> [Verilen görev A]
Aşağıdaki üç ifadenin Platon hakkındaki metinle uyuşup uyuşmadığını belirtin: (i) Platon'un gerçek adı Aristocles'tir. (ii) Platon'un hocası Sokrates'tir. (iii) Platon insanlara soru sorar ama onların anlattıklarını dinlemezmiş. Her ifade için evet ya da hayır deyin ve metinden karar veren sözleri aynen alıntılayın.
> [Verilen görev B]
Platon hakkındaki metinde "Platon yaşıtlarından biraz farklı olarak" diye başlayan paragrafı, ana bilgilerini koruyarak madde listesi hâlinde yeniden yazın.
> [Verilen görev C]
Platon hakkındaki metne göre şu soruları yanıtlayın:
(i) Platon nerede yaşarmış?
(ii) Platon hangi iki konuyla haşır neşir olmuş?
(iii) Platon boş zamanlarında nerede serinlermiş?

27 Ocak 2012 Cuma

Platon'ik


Bir varmış bir yokmuş... Ya da diğer bir de varmış.
Evvel zaman içinde kalbur'un saman içinde olduğu yıllardan biraz daha önce, Akdeniz'in güzel plajlarıyla ünlü ülkelerinden,  şimdiki adıyla Yunanistan eski adıyla Antik Yunan'ın Atina vilayetinde bir genç yaşarmış. Gerçek ismi Aristocles olan bu genç adama arkadaşları Latince"geniş omuzlu" anlamına gelen Platon derlermiş. [Kendisinin de hoşuna gitmiş olacak ki, böyle bir lakabı istemediğine dair veya arkadaşlarıyla bu yüzden kavga ettiğini söyleyen herhangi bir kayda rastlanmamıştır.]

Platon yaşıtlarından biraz farklı olarak matematik ve hocası Sokrates’in etki ve telkinleriyle felsefe konularıyla haşır neşir olmuş. Durmadan okur, çözer, düşünür, kendi kendine sorular sorup cevaplar verir, sokakta, pazarda, bağda, bahçede gördüğü insanlara enteresan sorular sorup bir şeyler anlatır, onların anlattıklarını da dinlemeyi ihmal etmezmiş. Bu koşuşturma ve konuşturmalardan arta kalan zamanlarda Akdeniz’in mavi sularında serinler, sonra bir zeytin ağacının gölgesinde çayını yudumlar sonra şekerleme yapar hülyalara dalarmış… Yine o şekerleme yapıp hülyalara dalarmışlardan birinin sonundayız...

[Kaydedilmiş veri girdileri]
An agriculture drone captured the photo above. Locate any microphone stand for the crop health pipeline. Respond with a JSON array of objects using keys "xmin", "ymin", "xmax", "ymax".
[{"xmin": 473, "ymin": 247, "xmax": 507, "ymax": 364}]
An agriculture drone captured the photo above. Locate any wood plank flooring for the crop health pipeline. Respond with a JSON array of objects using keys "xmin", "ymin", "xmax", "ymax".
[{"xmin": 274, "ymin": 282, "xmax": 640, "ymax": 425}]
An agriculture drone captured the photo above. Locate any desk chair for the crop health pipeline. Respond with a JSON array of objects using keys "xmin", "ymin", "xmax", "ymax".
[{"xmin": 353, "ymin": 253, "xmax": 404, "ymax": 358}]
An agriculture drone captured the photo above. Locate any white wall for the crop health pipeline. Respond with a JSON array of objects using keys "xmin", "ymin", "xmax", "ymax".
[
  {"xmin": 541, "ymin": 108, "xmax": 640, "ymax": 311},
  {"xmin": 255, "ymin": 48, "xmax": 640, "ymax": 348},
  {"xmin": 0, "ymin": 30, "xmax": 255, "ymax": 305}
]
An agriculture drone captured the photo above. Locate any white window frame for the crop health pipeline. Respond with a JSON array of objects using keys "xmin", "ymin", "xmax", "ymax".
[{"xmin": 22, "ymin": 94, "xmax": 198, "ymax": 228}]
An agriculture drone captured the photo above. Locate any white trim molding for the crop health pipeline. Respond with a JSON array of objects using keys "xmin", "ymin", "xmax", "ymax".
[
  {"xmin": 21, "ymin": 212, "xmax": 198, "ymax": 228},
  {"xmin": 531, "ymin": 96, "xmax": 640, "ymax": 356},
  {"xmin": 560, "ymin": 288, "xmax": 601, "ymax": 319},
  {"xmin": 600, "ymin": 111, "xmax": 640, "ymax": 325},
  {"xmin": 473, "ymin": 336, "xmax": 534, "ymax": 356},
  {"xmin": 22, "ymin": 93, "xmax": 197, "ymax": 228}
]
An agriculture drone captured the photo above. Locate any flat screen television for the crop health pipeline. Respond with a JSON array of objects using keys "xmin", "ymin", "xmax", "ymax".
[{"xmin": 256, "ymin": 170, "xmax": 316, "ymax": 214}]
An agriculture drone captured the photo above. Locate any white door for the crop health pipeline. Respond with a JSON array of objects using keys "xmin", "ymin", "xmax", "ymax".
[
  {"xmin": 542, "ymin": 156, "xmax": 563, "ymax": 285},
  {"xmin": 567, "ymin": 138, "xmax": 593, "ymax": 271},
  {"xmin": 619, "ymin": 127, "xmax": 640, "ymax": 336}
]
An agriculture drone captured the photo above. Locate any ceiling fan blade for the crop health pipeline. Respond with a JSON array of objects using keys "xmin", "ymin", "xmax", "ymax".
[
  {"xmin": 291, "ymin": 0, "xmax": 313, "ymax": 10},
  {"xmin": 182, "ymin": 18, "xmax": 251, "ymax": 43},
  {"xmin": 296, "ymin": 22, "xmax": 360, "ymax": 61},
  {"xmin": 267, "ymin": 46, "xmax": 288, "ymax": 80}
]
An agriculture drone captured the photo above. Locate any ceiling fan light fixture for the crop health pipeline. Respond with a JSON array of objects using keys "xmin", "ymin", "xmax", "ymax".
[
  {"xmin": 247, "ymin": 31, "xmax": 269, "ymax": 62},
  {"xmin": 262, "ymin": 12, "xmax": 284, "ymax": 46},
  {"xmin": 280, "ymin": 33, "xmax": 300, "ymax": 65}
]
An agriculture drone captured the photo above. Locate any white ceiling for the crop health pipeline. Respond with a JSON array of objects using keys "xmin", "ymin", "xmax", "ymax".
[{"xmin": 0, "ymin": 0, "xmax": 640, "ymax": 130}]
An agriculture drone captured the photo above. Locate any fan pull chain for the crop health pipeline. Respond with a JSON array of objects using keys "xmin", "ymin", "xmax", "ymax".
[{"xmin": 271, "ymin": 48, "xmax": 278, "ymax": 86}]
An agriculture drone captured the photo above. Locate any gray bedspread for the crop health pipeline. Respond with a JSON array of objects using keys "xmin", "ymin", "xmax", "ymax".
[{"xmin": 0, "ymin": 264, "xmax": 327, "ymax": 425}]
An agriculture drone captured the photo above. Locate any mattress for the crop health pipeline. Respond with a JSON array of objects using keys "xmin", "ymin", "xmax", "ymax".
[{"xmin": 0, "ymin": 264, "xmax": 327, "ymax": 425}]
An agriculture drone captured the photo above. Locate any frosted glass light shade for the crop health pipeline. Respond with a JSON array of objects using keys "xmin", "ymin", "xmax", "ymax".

> [Görev çıktısı A]
(i) Evet: "Gerçek ismi Aristocles olan bu genç adama"
(ii) Evet: "hocası Sokrates’in etki ve telkinleriyle"
(iii) Hayır: "onların anlattıklarını da dinlemeyi ihmal etmezmiş"

> [Görev çıktısı B]
- Platon, yaşıtlarından farklı olarak matematikle ve hocası Sokrates'in etkisiyle felsefeyle uğraşırmış.
- Durmadan okur, çözer, düşünür, kendi kendine sorular sorup yanıtlarmış.
- Sokakta, pazarda, bağda, bahçede gördüğü insanlara sorular sorar, bir şeyler anlatır, onları da dinlermiş.
- Kalan zamanlarda Akdeniz'in sularında serinler, bir zeytin ağacının gölgesinde çay içip şekerleme yapar, hülyalara dalarmış.

> [Görev çıktısı C]
(i) Antik Yunan'ın Atina vilayetinde.
(ii) Matematik ve felsefe.
(iii) Akdeniz'in mavi sularında.